[Dataset excerpts]

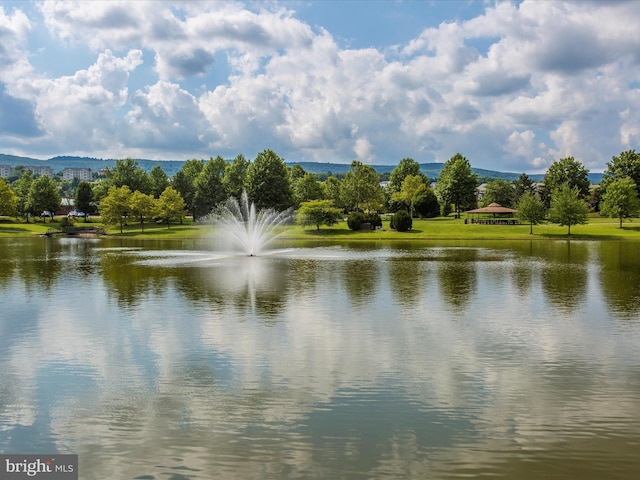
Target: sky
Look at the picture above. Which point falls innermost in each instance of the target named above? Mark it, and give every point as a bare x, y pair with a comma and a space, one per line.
511, 85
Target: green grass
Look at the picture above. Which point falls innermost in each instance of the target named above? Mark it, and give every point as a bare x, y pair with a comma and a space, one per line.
423, 229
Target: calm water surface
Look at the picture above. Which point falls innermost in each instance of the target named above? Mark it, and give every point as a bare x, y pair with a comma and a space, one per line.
167, 361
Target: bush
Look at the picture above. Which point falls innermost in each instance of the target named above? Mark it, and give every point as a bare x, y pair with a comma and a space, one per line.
401, 221
356, 219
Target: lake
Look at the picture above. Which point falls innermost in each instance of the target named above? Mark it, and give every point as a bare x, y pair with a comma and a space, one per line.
438, 360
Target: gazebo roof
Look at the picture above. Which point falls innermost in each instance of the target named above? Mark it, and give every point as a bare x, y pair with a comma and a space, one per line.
493, 208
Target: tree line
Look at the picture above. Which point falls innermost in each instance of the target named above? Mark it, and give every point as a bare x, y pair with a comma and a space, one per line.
565, 195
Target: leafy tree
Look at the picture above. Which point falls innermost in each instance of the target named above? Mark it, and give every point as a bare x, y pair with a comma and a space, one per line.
531, 210
269, 182
116, 205
426, 204
319, 212
360, 188
357, 218
413, 187
159, 180
128, 172
170, 205
141, 205
567, 207
500, 191
184, 182
627, 164
620, 200
401, 221
457, 184
21, 187
84, 199
8, 200
406, 167
235, 174
522, 185
43, 195
209, 190
307, 188
568, 171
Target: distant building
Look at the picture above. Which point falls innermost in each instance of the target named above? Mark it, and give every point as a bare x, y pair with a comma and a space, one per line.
40, 170
82, 174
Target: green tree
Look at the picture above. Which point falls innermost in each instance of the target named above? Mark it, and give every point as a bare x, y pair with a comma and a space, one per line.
426, 204
500, 191
522, 185
21, 187
567, 207
457, 184
360, 188
128, 172
401, 221
413, 188
184, 182
8, 200
209, 189
268, 182
620, 200
307, 188
84, 199
627, 164
319, 212
141, 205
171, 205
530, 210
115, 207
235, 175
159, 180
568, 171
43, 196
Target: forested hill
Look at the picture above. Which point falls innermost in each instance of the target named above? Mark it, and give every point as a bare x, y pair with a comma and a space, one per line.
432, 170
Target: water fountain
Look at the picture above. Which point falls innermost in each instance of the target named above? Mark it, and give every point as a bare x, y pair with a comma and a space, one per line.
248, 229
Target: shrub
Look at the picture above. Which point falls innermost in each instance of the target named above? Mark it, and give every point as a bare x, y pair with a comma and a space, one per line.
401, 221
354, 220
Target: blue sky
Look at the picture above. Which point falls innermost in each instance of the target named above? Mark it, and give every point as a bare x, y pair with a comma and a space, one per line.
513, 86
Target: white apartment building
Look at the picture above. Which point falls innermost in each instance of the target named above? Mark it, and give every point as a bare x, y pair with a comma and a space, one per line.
82, 174
38, 170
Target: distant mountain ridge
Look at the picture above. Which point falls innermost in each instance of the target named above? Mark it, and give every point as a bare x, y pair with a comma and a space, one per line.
171, 167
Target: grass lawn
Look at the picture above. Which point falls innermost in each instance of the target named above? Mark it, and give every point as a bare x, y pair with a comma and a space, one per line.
423, 229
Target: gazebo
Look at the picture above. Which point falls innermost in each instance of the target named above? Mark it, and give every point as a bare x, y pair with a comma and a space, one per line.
499, 215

Exercise objective:
All entries, top to bottom, should be retyped exactly; the pictures should not be.

Solved problem:
Target: sky
Look at the picture above. Which point falls innermost in each instance of the target named above? Mark it, and give every point as a bare x, y pair with a comma and a space, one per line.
511, 85
Target: green grass
Look at the picture above. Which point falls innermost in each instance of the target named above? Mark it, and give every point as a bare x, y pair with a comma and a space, one per line.
423, 229
Target: calm water surface
Look at the picture above. Which point falls innermost in each instance of the target named above? Mark it, and give every point as a bare x, y pair with a comma and a space, one per line.
167, 361
Target: bush
Look at the picture above. Which point falls innermost in each instance of the target named above? Mark it, and give every point as a bare x, y pair with a comma and a space, one per line.
401, 221
356, 219
Target: lake
Look at the picture above. Which point falls innermost in each instance of the target named above? Mark it, and give every point as a bare x, y pair with a comma and a space, one per line.
438, 360
Target: gazebo roof
Look at the picture above. Which point falls innermost in each instance of the target named above? Mark it, and give every point as a bare x, y pair with a comma and a space, one per line.
493, 208
Target: tree line
Look at the picture above. Which point falls innermost in each instance of the target named above? Mark it, and give every point as a bare x, y pair with a comma and a space, one per line.
565, 195
Target: leafy tree
Look at the picture above. Which point falls innermost in each instance of the target named above? Mark it, and give every point as a bare x, y pair with a comma and a space, one per line.
531, 210
269, 182
116, 205
426, 204
319, 212
360, 188
357, 218
413, 187
159, 180
128, 172
170, 205
141, 205
567, 207
500, 191
184, 182
627, 164
620, 200
401, 221
457, 184
21, 187
84, 199
8, 200
406, 167
235, 174
522, 185
43, 195
209, 190
307, 188
568, 171
Target: distant building
Look at the picture above. Which point falls innermost in each instance of the target named above? Mark it, and give every point as a bare x, y pair with a comma and a space, one per line.
40, 170
82, 174
Target: green tree
Look at the picture above. Which point falls innermost in each instance of the target named above? Mark it, and give every point as a bare x, y pair with a comma and a space, one per line.
426, 204
500, 191
522, 185
21, 187
567, 207
457, 184
360, 188
128, 172
401, 221
413, 188
184, 182
8, 200
209, 189
268, 182
620, 200
307, 188
84, 199
627, 164
319, 212
141, 205
171, 205
530, 210
115, 207
235, 175
159, 180
568, 171
43, 196
Target: forested hill
Look at the picture above. Which point falls innermost in each instance of the target named above? Mark it, and give every point as a bare x, y pair with a comma and a space, one per line.
432, 170
Target: water fountain
Look at the picture above. Which point falls innermost in each instance of the target named above? Mark it, and give every point as a bare x, y pair with a comma and a space, one per line.
248, 229
Target: shrub
Look at the picture above. Which point falls innermost in each instance of the target named above? Mark it, and give every point as a bare x, y pair with a comma and a space, one per line.
401, 221
354, 220
Target: blue sky
Look at the picture above. Which point falls innermost in each instance of the target named above? Mark it, and give every point as a bare x, y pair with a comma and a space, one per line.
513, 86
Target: white apartment building
Look at the picture above. Which point falls innermost in each instance of the target named above? Mark it, and give every point as a bare x, y pair with a comma and a space, one per line.
82, 174
38, 170
Target: distant mountain ridge
Look at the picture above. Which point falls innermost in each instance of the target named above? Mark it, and give every point as a bare x, y pair with a comma and a space, one per line.
171, 167
Target: grass lawn
Look at the picture above. Which point falls innermost in each instance of the target named above? Mark it, and give every point as a bare x, y pair with a comma and a space, one per line.
423, 229
Target: gazebo
Look at the picture above. Which point falls innermost in each instance of the target named above? Mark it, and give every point as a bare x, y pair with a comma and a space, one per line.
499, 215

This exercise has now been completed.